- _Testo fornito_:
──────
Le mutazioni dei geni BRCA1 e BRCA2 sembrano influenzare la fertilità femminile, oltre ad aumentare il rischio di carcinoma ovarico e mammario.
I dati presenti oggi in letteratura sulla riserva ovarica delle donne BRCA mutate non sono ancora chiari e ben delineati.
Dati preclinici, basati sul livello sierico di ormone antimulleriano (AMH), sul conteggio dei follicoli primordiali e sulla minore resa degli ovociti dopo la stimolazione ovarica, evidenziano la possibilità per le donne BRCA mutate di avere una ridotta capacità riproduttiva legata ad una ridotta riserva ovarica e ad una conseguente menopausa precoce.
Anche la necessità nella popolazione sana di eseguire la chirurgia profilattica (ovariecto-salpingectomia) per la riduzione del rischio aumentato di insorgenza di carcinoma mammario e ovarico pone la necessità in queste donne di valutare quale sia la loro fertilità residua e attuare dei piani di preservazione della stessa.
Inoltre, alcuni studi hanno suggerito che la stessa presenza di una mutazione genetica a carico dei geni BRCA 1 e BRCA 2 possa giustificare la ridotta riserva ovarica, poiché la mutazione è legata al mancato riparo del DNA con presenza di accumulo di errori dello stesso, promuovendo l'apoptosi degli ovociti.
──────
- _Esercizi da svolgere_:
[1] Ripeti parola per parola la parte del testo sulle mutazioni BRCA che comincia con le parole contenenti "I dati presenti" e termina con "preservazione della stessa.".
[2] Riscrivi in forma più breve il paragrafo del testo sulle mutazioni BRCA che inizia con "Dati preclinici", conservandone i fatti principali.
[3] Prosegui il testo sulle mutazioni BRCA e la fertilità femminile a partire dal punto in cui si interrompe.
I record non hanno alcun ruolo in questo lavoro.
──────
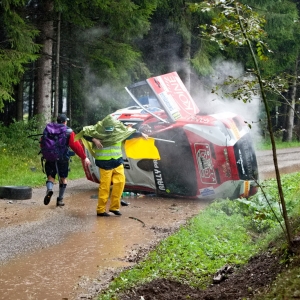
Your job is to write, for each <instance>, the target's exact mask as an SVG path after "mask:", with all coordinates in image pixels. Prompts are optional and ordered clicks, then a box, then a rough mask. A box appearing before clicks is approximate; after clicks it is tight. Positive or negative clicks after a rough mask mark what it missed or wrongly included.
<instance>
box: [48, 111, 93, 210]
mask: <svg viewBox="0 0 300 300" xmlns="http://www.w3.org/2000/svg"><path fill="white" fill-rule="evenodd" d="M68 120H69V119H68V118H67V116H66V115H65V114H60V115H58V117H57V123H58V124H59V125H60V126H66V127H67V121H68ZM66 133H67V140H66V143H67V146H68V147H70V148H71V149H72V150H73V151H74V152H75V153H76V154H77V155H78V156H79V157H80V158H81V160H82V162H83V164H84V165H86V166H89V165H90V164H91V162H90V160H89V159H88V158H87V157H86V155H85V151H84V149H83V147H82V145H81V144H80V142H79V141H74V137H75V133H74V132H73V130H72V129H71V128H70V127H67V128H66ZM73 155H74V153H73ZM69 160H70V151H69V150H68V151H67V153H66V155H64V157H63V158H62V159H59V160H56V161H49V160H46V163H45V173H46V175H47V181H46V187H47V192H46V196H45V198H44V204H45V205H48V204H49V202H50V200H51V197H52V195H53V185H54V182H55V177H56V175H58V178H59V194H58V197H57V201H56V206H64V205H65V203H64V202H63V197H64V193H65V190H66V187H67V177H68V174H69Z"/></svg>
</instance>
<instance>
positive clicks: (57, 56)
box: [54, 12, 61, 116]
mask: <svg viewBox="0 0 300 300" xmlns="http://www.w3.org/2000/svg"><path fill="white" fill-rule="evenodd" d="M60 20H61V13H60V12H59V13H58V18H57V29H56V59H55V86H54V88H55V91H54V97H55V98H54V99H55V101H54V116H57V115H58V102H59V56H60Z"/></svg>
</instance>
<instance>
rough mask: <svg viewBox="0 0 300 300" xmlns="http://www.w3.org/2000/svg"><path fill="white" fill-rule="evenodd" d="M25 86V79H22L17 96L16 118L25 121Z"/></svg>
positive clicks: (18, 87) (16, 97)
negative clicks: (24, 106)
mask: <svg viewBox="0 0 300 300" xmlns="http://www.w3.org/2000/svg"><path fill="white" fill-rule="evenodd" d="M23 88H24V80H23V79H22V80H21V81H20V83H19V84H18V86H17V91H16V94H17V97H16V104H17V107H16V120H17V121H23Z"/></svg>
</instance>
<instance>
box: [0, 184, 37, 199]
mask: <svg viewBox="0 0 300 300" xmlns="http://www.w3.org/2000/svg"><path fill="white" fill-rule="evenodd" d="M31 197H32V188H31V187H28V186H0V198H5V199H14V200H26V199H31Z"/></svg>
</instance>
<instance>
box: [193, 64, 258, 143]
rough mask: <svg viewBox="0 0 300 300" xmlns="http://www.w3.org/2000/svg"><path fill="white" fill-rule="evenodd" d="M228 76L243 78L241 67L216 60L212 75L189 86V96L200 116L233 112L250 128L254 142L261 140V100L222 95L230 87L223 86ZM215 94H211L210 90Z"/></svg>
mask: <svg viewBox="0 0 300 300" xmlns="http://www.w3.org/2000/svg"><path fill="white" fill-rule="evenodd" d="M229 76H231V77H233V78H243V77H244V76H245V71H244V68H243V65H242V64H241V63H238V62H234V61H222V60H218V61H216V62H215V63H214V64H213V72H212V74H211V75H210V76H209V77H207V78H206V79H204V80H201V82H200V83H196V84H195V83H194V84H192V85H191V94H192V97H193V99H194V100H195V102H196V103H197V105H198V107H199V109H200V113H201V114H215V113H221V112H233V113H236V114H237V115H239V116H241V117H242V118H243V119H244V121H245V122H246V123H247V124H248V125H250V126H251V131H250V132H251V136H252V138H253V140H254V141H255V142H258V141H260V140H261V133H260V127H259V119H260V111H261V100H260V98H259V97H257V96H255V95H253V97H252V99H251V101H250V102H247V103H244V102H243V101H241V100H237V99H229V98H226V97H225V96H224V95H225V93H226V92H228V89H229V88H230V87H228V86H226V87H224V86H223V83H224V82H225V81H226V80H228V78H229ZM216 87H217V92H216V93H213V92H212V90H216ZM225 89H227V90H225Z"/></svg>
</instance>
──────
- _Risposte scritte_:
[1]
I dati presenti oggi in letteratura sulla riserva ovarica delle donne BRCA mutate non sono ancora chiari e ben delineati.
Dati preclinici, basati sul livello sierico di ormone antimulleriano (AMH), sul conteggio dei follicoli primordiali e sulla minore resa degli ovociti dopo la stimolazione ovarica, evidenziano la possibilità per le donne BRCA mutate di avere una ridotta capacità riproduttiva legata ad una ridotta riserva ovarica e ad una conseguente menopausa precoce.
Anche la necessità nella popolazione sana di eseguire la chirurgia profilattica (ovariecto-salpingectomia) per la riduzione del rischio aumentato di insorgenza di carcinoma mammario e ovarico pone la necessità in queste donne di valutare quale sia la loro fertilità residua e attuare dei piani di preservazione della stessa.

[2] Secondo dati preclinici (livello sierico di AMH, conteggio dei follicoli primordiali, minore resa ovocitaria dopo stimolazione ovarica), le donne BRCA mutate potrebbero avere una capacità riproduttiva ridotta. La causa sarebbe una minore riserva ovarica, con conseguente menopausa precoce.

[3]
D'altra parte studi più recenti hanno riportato differenze non significative nel livello sierico di AMH o nei risultati riproduttivi tra pazienti BRCA mutati e non mutati.
Attualmente non esistono delle linee guida per la gestione della fertilità nelle donne portatrici di mutazioni BRCA e i principali studi oggi presenti in letteratura evidenziano diversi risultati nella stima delle gravidanze nelle donne BRCA mutate vs wild type. I risultati sono estremamente eterogenei e non conclusivi, pertanto si rende necessario uno studio italiano su larga scala finalizzato a valutare in maniera retrospettiva se nella popolazione BRCA mutata sia descrivibile un andamento della fertilità.